Copy out everything from the line containing "[point] every instance of the dark" down to the end of the material below, changing nothing.

-- start of DATASET EXTRACT --

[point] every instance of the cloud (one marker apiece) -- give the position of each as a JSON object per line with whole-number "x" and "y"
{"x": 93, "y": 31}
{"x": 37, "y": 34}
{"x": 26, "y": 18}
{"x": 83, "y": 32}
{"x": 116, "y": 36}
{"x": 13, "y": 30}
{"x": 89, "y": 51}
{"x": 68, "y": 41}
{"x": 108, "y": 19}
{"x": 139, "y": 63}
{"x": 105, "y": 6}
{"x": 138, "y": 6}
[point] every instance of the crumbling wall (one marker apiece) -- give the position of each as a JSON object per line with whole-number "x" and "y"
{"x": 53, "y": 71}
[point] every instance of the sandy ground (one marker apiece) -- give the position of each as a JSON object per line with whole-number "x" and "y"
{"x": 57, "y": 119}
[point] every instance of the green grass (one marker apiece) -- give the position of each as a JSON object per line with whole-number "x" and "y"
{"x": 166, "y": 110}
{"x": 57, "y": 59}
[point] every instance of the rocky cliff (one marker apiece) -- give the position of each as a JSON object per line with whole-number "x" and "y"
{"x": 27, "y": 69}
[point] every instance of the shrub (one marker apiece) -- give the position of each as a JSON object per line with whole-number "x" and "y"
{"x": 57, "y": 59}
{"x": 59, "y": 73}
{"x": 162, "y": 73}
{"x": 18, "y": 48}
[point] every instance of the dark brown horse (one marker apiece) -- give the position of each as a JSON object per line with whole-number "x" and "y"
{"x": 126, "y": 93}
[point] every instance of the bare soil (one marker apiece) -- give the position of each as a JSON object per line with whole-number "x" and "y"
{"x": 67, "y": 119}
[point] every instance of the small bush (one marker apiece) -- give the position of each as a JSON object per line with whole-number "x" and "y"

-- end of DATASET EXTRACT --

▶ **SOLUTION**
[point] every instance of the dark brown horse (one marker apiece) -- give the position of each as a JSON object per line with whole-number "x" and "y"
{"x": 126, "y": 93}
[point] every instance of the bare soil (one marker apiece) -- give the position of each as a JSON object per line with whole-number "x" and "y"
{"x": 67, "y": 119}
[point] every instance of the small bush (one marker apiece) -- give the position of each as a JSON object per line with whole-number "x" and "y"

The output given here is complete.